>> Start Data for processing

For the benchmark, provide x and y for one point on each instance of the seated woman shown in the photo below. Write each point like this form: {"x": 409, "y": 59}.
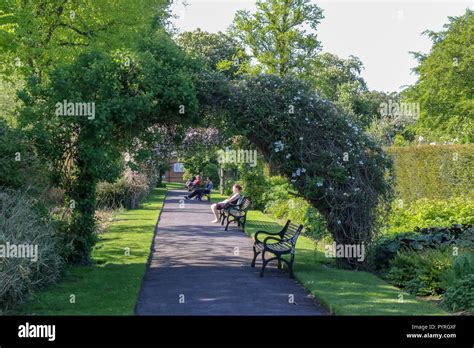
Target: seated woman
{"x": 189, "y": 182}
{"x": 195, "y": 184}
{"x": 231, "y": 200}
{"x": 199, "y": 192}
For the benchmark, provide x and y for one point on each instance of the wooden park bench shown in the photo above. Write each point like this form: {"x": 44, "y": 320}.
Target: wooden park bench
{"x": 279, "y": 244}
{"x": 206, "y": 195}
{"x": 236, "y": 213}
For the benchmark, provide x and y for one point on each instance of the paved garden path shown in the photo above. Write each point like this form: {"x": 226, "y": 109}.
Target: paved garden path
{"x": 197, "y": 268}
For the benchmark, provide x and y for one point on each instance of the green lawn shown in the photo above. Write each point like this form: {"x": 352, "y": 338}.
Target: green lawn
{"x": 343, "y": 292}
{"x": 111, "y": 285}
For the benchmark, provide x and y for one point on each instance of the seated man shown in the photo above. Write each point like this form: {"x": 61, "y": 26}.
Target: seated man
{"x": 198, "y": 193}
{"x": 231, "y": 200}
{"x": 189, "y": 182}
{"x": 195, "y": 184}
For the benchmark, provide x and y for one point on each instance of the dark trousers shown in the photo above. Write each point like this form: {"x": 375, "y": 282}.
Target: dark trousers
{"x": 198, "y": 192}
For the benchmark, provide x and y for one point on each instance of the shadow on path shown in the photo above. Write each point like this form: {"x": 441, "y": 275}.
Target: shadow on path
{"x": 197, "y": 268}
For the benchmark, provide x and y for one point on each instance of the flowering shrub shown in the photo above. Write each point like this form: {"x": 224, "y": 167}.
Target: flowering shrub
{"x": 327, "y": 158}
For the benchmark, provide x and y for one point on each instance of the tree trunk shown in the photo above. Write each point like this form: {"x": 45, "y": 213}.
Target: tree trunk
{"x": 82, "y": 234}
{"x": 221, "y": 180}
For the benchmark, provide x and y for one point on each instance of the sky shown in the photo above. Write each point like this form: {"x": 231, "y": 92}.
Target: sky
{"x": 380, "y": 33}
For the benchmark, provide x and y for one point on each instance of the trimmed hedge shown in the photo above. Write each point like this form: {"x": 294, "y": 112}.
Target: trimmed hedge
{"x": 433, "y": 171}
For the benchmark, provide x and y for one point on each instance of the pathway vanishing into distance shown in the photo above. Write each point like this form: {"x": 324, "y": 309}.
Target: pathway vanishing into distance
{"x": 195, "y": 269}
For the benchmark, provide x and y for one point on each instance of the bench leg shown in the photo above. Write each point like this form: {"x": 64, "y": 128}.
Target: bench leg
{"x": 223, "y": 217}
{"x": 264, "y": 264}
{"x": 265, "y": 261}
{"x": 228, "y": 222}
{"x": 290, "y": 265}
{"x": 255, "y": 255}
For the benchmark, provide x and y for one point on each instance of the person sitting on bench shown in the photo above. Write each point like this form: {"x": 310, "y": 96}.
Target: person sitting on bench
{"x": 195, "y": 184}
{"x": 231, "y": 200}
{"x": 189, "y": 182}
{"x": 200, "y": 192}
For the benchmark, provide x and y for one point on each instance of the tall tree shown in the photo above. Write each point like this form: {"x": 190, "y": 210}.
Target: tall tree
{"x": 127, "y": 99}
{"x": 35, "y": 35}
{"x": 445, "y": 85}
{"x": 219, "y": 51}
{"x": 281, "y": 34}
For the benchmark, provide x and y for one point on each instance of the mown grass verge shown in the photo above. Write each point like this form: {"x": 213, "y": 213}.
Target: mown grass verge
{"x": 111, "y": 285}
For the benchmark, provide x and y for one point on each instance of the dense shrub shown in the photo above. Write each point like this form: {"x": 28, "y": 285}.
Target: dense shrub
{"x": 283, "y": 205}
{"x": 460, "y": 296}
{"x": 433, "y": 172}
{"x": 430, "y": 212}
{"x": 331, "y": 161}
{"x": 463, "y": 265}
{"x": 127, "y": 192}
{"x": 420, "y": 272}
{"x": 20, "y": 165}
{"x": 21, "y": 223}
{"x": 386, "y": 247}
{"x": 211, "y": 170}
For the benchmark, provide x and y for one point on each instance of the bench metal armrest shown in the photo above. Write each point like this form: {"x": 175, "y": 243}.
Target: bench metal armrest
{"x": 265, "y": 241}
{"x": 264, "y": 232}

>> End Data for processing

Exercise — The records above must be echoed exactly, minus their pictures.

Task output —
For the benchmark, provide x and y for one point on each instance of the seated woman shown in the photo below. Write each point like this form: {"x": 409, "y": 59}.
Target: seated woman
{"x": 189, "y": 182}
{"x": 195, "y": 184}
{"x": 231, "y": 200}
{"x": 199, "y": 192}
For the benchmark, provide x and y for one point on each instance of the wooden park bench shown in the photo above. Write each point like this form: {"x": 44, "y": 320}.
Target: wooden park bench
{"x": 279, "y": 244}
{"x": 206, "y": 195}
{"x": 236, "y": 213}
For the benchmark, provide x and y for one point on each instance of the paved garden path shown in the photo above. Write each point like this form: {"x": 226, "y": 109}.
Target: paved garden path
{"x": 197, "y": 268}
For the benchmark, provide x and y for one point on each instance of the green lawn shown in the photo above. Write each point like this form: {"x": 352, "y": 338}.
Target: green lawn
{"x": 343, "y": 292}
{"x": 111, "y": 285}
For the benchmark, provide x and y for one point on each instance of the seated man shown in the photo above. Write each point like this form: {"x": 61, "y": 26}.
Target: seated man
{"x": 198, "y": 193}
{"x": 231, "y": 200}
{"x": 189, "y": 182}
{"x": 195, "y": 184}
For the benchmark, provide x and y for one point on each instance of the dark trousers shown in the photo above. Write each point like this form: {"x": 375, "y": 282}.
Target: dark trousers
{"x": 198, "y": 192}
For the benchmark, provide x and y for one point on each instance of the shadow on path shown in the photo above. Write each point like this form: {"x": 441, "y": 275}.
Target: shadow on path
{"x": 197, "y": 268}
For the benchmark, provide x and y for one point on each instance of the flowering shrub shown in the photo above. Write each point like this form: {"x": 224, "y": 167}.
Target: flowering shrub
{"x": 327, "y": 158}
For the benchmark, provide x and y for one point on each instance of the tree trunk shown in the photo above. Write each point like this form: {"x": 45, "y": 213}.
Target: tree trunk
{"x": 82, "y": 234}
{"x": 221, "y": 180}
For the benchmark, provide x and y for one point on each instance of the sky shown in the photo above. Write each point like this form: {"x": 231, "y": 92}.
Target: sky
{"x": 380, "y": 33}
For the benchmark, provide x and y for one point on each instance of the trimmed hedge shown in the photo above. Write each point like this form: {"x": 294, "y": 112}.
Target: trimmed hedge
{"x": 433, "y": 171}
For the benchmark, provide x and y for one point on each instance of the pathway vanishing into distance shown in the photo above. Write each point like this form: {"x": 324, "y": 309}.
Target: pathway vanishing into distance
{"x": 195, "y": 269}
For the benchmark, provide x and y for one point on each instance of the bench leg shown in the photo above. Write each point like this form: {"x": 64, "y": 128}.
Target: bench leg
{"x": 223, "y": 217}
{"x": 264, "y": 264}
{"x": 265, "y": 261}
{"x": 228, "y": 222}
{"x": 290, "y": 265}
{"x": 255, "y": 255}
For the benchmark, provide x and y for one point on each instance of the person sitting on bench shown in the photo above. Write each point like this form: {"x": 310, "y": 96}.
Target: person sitting on bench
{"x": 195, "y": 184}
{"x": 231, "y": 200}
{"x": 189, "y": 182}
{"x": 200, "y": 192}
For the benchmark, provide x and y for one point on each instance of the tall tree shown in the photo above. Write each point like this form: {"x": 190, "y": 210}.
Target: tall tree
{"x": 127, "y": 99}
{"x": 35, "y": 35}
{"x": 445, "y": 85}
{"x": 219, "y": 51}
{"x": 281, "y": 34}
For the benchmark, provide x and y for one point on each instance of the mown grass verge shown in the photo above. Write each point like this form: {"x": 213, "y": 213}.
Target: mown grass verge
{"x": 111, "y": 285}
For the benchmark, provide x and y for one point on each instance of the dense shrub shown in the photo above. Write each point like this form: {"x": 28, "y": 285}.
Target: dense shrub
{"x": 283, "y": 205}
{"x": 460, "y": 296}
{"x": 433, "y": 172}
{"x": 430, "y": 212}
{"x": 331, "y": 161}
{"x": 463, "y": 265}
{"x": 127, "y": 192}
{"x": 420, "y": 272}
{"x": 20, "y": 165}
{"x": 21, "y": 223}
{"x": 386, "y": 247}
{"x": 211, "y": 170}
For the benchmark, provide x and y for one point on each instance of the bench metal armrest shown in the photo above. Write each point like this form: {"x": 175, "y": 243}.
Target: bench metal armrest
{"x": 265, "y": 241}
{"x": 264, "y": 232}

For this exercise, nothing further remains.